◆ **WHAT THE TASK REQUIRES**: Rewrite the stretch of the pickled peppers text from "My first cooking job" through "grains of rice.", substituting "quinoa" for "rice".

Start of EXTRACT

Pickled Peppers. The Common Denominator


Sometimes the truth takes a moment to sink in before finally ringing true. Like when Chloe suggested that a sandwich is basically America’s version of sushi. At the time I happily took it as a compliment on the chicken sandwich I’d just made for her. But the more I got to thinking I realized she had quite a point. Both sushi and sandwich represent pinnacles of compound complexity, both being composed of myriad pieces, each one of which requiring a different process to create.

Her sandwich, for example, contained a blend of light and dark meats that I’d hand-peeled from a high-end rotisserie chicken, and then refried in olive oil with slivers of new garlic. That chicken is a huge multi-step process all of its own, just to become a single layer in a matrix of complex components. Similarly, pickles are an ingredient that require a recipe of their own. Chloe’s sandwich contained a sliced sweet pepper that had been pickled in the same jar as freshly roasted jalapenos. It had absorbed the menacing flavor of the jalapeno without the punch, making you cringe like you are about to get smacked, but you get kissed by sweetness instead. As it happens there is a place for pickles in sushi as well.

My first cooking job ever was as a sandwich maker. I excelled. At about the same time I took my first cooking class, a ten-week course on sushi-making. That was 38 years ago, but the many lessons of that job and that class have remained fresh in my mind. Such as never to argue with a waiter who is high on cocaine. Or in the case of sushi making, the never-ending chore of hand-fanning the rice — to drive off the steam and cool it faster — whilst simultaneously paddle-fluffing the rice with the other hand. Once cooled, we would gently cut in the seasoned vinegar, using precise paddle motions that were developed to avoid crushing the grains of rice.

End of EXTRACT
Start of DATASET ENTRIES

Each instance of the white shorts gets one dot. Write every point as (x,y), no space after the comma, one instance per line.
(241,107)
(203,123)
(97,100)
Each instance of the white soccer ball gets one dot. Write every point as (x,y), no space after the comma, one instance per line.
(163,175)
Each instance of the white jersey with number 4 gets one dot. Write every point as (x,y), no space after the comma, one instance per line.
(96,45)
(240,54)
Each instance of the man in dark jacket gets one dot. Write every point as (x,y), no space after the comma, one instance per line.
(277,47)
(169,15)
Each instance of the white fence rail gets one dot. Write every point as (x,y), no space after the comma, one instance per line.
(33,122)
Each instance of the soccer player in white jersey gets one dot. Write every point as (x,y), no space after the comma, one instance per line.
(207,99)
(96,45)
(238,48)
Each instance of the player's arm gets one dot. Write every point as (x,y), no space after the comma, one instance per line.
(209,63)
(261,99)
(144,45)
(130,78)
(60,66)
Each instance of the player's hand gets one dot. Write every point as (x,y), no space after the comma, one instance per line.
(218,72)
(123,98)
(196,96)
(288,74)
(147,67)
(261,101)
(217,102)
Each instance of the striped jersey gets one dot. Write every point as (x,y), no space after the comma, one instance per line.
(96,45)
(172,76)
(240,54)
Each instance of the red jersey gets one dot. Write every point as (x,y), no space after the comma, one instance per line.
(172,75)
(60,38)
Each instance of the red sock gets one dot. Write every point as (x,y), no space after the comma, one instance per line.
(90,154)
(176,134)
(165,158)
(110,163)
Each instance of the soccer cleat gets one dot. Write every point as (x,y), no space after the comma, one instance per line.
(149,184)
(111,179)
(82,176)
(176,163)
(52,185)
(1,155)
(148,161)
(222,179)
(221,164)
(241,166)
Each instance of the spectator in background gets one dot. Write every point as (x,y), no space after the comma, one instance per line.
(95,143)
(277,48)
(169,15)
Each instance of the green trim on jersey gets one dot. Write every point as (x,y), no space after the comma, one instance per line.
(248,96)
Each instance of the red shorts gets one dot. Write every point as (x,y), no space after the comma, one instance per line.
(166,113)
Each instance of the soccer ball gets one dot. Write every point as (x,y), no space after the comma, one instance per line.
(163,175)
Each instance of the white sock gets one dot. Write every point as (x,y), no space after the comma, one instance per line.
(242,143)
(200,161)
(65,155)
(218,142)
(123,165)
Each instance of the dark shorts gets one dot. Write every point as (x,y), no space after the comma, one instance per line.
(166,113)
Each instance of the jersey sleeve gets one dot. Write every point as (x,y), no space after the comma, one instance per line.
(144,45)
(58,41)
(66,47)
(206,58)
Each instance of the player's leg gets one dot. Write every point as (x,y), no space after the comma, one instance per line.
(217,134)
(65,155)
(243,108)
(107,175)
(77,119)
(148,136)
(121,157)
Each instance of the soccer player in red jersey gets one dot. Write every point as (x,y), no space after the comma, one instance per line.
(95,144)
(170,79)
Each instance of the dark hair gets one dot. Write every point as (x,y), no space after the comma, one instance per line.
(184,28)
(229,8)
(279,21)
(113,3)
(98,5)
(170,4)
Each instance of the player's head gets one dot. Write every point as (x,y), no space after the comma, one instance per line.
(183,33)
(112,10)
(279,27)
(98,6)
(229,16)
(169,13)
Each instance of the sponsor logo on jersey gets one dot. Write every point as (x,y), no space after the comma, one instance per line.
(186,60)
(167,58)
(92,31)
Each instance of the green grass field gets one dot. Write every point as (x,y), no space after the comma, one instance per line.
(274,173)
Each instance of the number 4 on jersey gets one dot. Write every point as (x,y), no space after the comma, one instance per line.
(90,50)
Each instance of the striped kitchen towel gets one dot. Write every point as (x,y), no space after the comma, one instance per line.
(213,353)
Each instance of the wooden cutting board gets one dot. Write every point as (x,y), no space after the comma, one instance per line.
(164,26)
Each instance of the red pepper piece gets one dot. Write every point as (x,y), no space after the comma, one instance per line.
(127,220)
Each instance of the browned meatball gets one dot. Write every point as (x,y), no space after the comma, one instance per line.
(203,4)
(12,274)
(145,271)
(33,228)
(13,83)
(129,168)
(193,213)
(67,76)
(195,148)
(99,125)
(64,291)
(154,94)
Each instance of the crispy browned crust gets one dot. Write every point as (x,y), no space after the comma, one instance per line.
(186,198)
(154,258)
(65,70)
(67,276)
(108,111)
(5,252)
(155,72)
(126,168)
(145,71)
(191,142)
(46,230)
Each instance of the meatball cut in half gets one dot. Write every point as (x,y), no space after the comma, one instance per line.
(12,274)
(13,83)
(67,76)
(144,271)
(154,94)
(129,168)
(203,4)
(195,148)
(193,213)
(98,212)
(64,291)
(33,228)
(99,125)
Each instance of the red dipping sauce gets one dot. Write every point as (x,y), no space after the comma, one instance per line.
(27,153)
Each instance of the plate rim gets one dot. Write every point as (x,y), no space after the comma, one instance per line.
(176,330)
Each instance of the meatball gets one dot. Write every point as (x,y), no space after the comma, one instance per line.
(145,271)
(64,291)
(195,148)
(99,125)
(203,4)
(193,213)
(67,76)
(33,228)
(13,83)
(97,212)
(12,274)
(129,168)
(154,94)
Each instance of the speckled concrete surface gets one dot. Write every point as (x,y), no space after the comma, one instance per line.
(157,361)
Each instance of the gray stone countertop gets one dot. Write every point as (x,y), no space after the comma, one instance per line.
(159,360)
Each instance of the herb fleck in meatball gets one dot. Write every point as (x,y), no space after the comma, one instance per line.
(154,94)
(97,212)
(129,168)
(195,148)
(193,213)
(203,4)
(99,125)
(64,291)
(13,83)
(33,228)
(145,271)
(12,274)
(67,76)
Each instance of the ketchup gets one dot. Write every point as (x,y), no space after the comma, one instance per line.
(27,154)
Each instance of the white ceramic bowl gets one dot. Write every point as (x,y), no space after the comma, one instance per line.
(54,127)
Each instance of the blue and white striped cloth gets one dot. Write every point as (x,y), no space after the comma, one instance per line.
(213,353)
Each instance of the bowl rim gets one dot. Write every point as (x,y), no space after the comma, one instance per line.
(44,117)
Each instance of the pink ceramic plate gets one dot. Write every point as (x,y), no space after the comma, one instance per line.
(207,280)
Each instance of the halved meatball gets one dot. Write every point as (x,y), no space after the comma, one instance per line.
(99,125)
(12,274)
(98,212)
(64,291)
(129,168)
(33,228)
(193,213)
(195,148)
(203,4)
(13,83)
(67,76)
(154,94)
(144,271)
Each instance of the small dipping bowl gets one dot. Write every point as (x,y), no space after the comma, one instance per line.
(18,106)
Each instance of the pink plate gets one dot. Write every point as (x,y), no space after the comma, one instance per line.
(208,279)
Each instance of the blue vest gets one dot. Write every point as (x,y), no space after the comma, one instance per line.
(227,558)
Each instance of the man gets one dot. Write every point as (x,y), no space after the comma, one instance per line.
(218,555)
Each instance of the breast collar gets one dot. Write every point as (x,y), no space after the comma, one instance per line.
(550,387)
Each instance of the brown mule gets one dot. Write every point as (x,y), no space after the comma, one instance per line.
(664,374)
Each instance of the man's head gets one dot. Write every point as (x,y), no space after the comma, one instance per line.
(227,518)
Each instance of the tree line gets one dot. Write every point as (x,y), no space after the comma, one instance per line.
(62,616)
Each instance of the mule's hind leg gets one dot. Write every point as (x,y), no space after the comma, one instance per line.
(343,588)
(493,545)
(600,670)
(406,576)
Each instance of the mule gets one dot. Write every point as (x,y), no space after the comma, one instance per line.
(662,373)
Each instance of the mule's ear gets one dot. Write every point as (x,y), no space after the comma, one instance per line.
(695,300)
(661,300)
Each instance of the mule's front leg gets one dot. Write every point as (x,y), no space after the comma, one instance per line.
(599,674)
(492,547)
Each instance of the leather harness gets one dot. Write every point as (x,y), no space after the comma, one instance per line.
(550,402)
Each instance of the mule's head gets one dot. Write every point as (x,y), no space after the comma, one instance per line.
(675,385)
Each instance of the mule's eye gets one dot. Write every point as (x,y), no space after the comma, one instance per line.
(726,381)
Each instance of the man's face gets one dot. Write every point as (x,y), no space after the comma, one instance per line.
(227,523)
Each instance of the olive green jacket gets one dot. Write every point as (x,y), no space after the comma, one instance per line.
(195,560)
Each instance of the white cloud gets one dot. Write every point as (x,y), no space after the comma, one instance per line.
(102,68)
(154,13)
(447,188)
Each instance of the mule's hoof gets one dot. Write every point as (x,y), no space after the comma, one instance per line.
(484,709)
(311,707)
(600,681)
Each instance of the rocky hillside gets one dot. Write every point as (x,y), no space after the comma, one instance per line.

End of DATASET ENTRIES

◆ **RESPONSE TO THIS EXERCISE**:
My first cooking job ever was as a sandwich maker. I excelled. At about the same time I took my first cooking class, a ten-week course on sushi-making. That was 38 years ago, but the many lessons of that job and that class have remained fresh in my mind. Such as never to argue with a waiter who is high on cocaine. Or in the case of sushi making, the never-ending chore of hand-fanning the quinoa — to drive off the steam and cool it faster — whilst simultaneously paddle-fluffing the quinoa with the other hand. Once cooled, we would gently cut in the seasoned vinegar, using precise paddle motions that were developed to avoid crushing the grains of quinoa.